Dienstag, Oktober 8

Der Pharmakonzern Pfizer zählte zu den grössten Profiteuren der Corona-Pandemie. Jetzt sitzen ihm Aktivisten im Nacken, weil das Covid-Geschäft weggebrochen ist. Das zeigt die Tücken für die Industrie, bei einem Gesundheitsnotstand aktiv zu werden.

Vom Helden zum Buhmann ist es manchmal nur ein kleiner Schritt. In der Corona-Pandemie, als die Welt dringend einen Impfstoff brauchte, war der Pfizer-Chef Albert Bourla ein gefragter Mann. Sein Konzern hatte innerhalb von weniger als einem Jahr zusammen mit der deutschen Firma Biontech ein Covid-Vakzin auf den Markt gebracht.

Rund vier Jahre danach zeigt sich ein ganz anderes Bild. Der einst als Held gefeierte Bourla ist unter Druck geraten. Mit dem Ende der Pandemie sind die Verkäufe von Covid-Impfstoff und -Medikamenten drastisch zurückgegangen.

Covid ist entgegen den Prophezeiungen des Konzerns nicht zu einem Geschäft geworden, das – wie bei anderen Herstellern die Grippeimpfung – für Pfizer als konstanter Umsatzbringer wirkt.

━━━━━━

(ARBEITSAUFTRAG):
Beantworte die folgenden Fragen zum Lesetext.
1. Wie lautet der Name des Pfizer-Chefs?
2. Mit welcher deutschen Firma brachte Pfizer das Covid-Vakzin auf den Markt?
3. Wie haben sich die Verkäufe von Covid-Impfstoff und -Medikamenten mit dem Ende der Pandemie entwickelt?

(EINGABEDATEN):

━━━━━━

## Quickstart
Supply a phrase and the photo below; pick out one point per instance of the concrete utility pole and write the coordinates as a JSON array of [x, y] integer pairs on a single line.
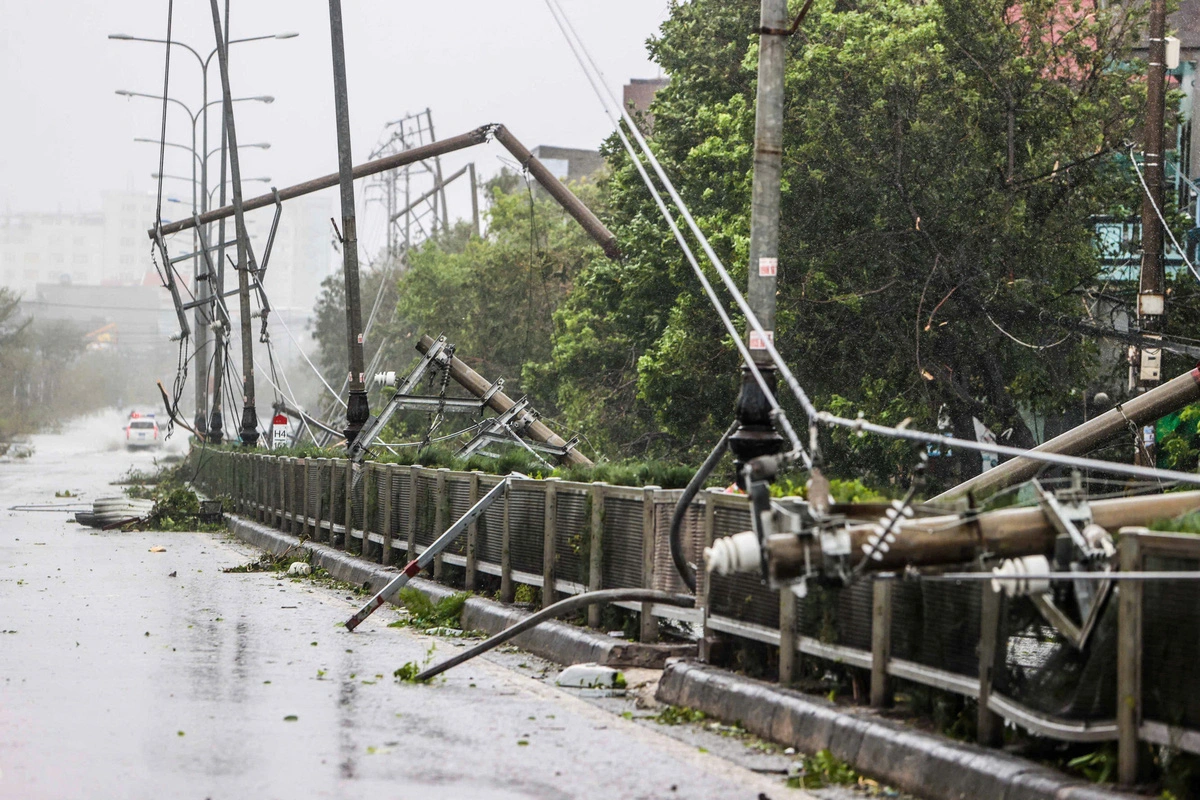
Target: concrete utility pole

━━━━━━

(ANTWORT):
1. Albert Bourla
2. Mit Biontech
3. Sie sind drastisch zurückgegangen.